═══ DOCUMENT SOURCE

Nos commentateurs et nos journalistes bien-pensants aiment
bien tenir le rôle de donneurs de leçons en jouant les vertueux devant les
dérives que l'on peut observer chez notre voisin américain. J'en suis. Quoi
qu'il en soit, je trouve que l'on fait peu de cas du traitement que certains
commentateurs réservent à la grande écrivaine québécoise Kim Thúy qui
subitement, après avoir été l'enfant chérie de la nation, en devient un
repoussoir. Cherchons à mieux comprendre ce qu'il en est.
Qui est Kim Thúy ?
Originaire du Vietnam, elle arrive chez nous avec les boat
people à l'âge de dix ans et elle s'installe avec sa famille au Québec.

══════
═══ DONNÉES ENREGISTRÉES

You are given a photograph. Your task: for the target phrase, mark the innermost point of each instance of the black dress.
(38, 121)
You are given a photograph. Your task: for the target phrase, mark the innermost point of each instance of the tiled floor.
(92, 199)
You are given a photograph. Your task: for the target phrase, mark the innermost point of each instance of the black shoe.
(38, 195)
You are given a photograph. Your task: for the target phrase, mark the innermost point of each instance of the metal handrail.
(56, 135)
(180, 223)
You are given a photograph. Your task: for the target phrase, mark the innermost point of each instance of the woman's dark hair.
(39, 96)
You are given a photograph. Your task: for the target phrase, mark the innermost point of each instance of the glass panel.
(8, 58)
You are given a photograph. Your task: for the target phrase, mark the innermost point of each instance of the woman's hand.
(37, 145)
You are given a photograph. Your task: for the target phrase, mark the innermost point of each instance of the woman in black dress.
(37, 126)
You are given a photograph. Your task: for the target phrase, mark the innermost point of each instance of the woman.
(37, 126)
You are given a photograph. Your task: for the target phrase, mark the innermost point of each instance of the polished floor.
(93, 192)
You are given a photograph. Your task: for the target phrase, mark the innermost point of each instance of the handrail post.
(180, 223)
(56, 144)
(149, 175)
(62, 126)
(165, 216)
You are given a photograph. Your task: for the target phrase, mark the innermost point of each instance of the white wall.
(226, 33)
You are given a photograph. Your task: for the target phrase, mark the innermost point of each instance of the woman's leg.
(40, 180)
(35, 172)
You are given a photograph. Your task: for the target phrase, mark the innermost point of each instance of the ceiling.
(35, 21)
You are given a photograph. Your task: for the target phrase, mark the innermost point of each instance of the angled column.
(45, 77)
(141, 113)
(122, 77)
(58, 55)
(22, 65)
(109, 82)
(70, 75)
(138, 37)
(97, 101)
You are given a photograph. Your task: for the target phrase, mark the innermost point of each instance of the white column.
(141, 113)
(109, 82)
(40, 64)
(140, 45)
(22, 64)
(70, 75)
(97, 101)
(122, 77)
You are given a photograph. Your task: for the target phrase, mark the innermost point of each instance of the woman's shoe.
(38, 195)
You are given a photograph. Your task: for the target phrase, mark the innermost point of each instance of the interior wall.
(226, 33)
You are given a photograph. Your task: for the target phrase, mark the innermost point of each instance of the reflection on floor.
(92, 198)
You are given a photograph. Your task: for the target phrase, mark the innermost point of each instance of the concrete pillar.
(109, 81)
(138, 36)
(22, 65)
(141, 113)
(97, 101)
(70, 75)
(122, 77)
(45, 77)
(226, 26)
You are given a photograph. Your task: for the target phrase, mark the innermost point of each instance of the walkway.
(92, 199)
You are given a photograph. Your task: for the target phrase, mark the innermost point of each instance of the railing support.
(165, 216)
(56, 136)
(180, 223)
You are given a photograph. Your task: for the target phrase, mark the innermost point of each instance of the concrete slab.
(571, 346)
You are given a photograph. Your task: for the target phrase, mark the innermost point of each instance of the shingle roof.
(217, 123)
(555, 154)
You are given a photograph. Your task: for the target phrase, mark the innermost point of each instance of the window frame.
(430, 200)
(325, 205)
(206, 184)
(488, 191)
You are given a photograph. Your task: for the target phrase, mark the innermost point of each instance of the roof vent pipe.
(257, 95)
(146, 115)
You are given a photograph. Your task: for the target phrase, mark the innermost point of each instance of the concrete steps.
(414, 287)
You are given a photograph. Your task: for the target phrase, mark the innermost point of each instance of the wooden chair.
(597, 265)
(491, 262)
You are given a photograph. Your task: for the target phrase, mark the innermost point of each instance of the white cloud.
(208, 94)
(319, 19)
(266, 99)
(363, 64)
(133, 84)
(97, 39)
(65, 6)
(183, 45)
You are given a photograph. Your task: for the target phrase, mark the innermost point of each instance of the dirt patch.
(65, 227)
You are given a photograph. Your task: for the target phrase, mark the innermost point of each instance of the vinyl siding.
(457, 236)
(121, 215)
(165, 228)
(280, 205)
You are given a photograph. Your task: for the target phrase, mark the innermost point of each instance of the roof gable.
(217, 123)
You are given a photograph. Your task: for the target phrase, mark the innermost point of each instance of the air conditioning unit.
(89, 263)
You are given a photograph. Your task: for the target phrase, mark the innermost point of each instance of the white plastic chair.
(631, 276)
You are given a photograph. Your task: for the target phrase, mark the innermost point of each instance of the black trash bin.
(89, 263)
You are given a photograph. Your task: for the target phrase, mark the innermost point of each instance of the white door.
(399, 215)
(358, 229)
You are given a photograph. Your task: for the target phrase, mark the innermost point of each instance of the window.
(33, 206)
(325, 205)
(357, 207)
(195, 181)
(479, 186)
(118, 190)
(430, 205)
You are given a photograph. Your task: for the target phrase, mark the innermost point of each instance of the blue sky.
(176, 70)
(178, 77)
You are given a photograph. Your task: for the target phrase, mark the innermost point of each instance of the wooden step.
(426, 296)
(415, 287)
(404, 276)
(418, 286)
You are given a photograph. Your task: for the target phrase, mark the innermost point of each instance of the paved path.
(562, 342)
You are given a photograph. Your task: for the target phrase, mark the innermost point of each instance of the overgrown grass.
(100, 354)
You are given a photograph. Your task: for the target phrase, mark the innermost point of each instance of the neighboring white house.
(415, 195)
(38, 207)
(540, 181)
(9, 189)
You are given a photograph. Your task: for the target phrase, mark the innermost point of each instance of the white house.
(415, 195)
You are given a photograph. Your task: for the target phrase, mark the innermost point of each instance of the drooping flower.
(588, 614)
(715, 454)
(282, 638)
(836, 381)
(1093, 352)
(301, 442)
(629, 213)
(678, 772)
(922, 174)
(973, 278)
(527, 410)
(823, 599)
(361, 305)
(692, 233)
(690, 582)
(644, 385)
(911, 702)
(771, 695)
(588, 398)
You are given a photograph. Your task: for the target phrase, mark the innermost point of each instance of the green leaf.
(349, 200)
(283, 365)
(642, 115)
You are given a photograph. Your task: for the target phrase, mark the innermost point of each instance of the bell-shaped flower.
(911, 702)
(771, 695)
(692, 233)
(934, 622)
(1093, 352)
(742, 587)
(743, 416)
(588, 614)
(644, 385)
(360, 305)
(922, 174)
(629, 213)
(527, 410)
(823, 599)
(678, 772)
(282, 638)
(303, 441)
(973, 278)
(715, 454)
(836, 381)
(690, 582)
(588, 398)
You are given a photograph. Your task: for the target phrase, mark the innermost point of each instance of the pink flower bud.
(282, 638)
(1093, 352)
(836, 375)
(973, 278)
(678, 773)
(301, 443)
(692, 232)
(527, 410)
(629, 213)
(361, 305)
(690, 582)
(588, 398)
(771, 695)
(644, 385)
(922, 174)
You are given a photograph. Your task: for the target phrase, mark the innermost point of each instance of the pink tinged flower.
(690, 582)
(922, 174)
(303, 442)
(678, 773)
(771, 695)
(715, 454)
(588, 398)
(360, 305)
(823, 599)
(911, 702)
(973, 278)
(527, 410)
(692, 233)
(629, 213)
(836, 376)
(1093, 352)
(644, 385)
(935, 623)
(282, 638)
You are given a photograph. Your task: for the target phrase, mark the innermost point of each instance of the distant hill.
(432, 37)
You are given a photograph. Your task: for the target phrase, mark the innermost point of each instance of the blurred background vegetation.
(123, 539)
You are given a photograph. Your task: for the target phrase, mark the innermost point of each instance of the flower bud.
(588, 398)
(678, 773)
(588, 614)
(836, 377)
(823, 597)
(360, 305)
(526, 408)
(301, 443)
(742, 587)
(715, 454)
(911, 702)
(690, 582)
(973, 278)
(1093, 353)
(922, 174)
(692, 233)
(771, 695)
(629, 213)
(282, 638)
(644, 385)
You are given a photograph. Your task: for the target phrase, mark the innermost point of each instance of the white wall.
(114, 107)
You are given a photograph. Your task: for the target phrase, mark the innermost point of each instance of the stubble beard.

══════

• LISTE DES TÂCHES:
1) Pouvez-vous reprendre mot pour mot le passage du texte sur Kim Thúy qui commence à "Nos commentateurs et" et se termine à "qu'il en est." ?
2) Pouvez-vous rassembler toutes les lignes des entrées qui contiennent le mot "handrail", en tenant compte des majuscules et des minuscules ?

• RÉPONSES ATTENDUES:
1)
Nos commentateurs et nos journalistes bien-pensants aiment
bien tenir le rôle de donneurs de leçons en jouant les vertueux devant les
dérives que l'on peut observer chez notre voisin américain. J'en suis. Quoi
qu'il en soit, je trouve que l'on fait peu de cas du traitement que certains
commentateurs réservent à la grande écrivaine québécoise Kim Thúy qui
subitement, après avoir été l'enfant chérie de la nation, en devient un
repoussoir. Cherchons à mieux comprendre ce qu'il en est.

2)
You are given a photograph. Your task: for the target phrase, mark the innermost point of each instance of the metal handrail.
You are given a photograph. Your task: for the target phrase, mark the innermost point of each instance of the handrail post.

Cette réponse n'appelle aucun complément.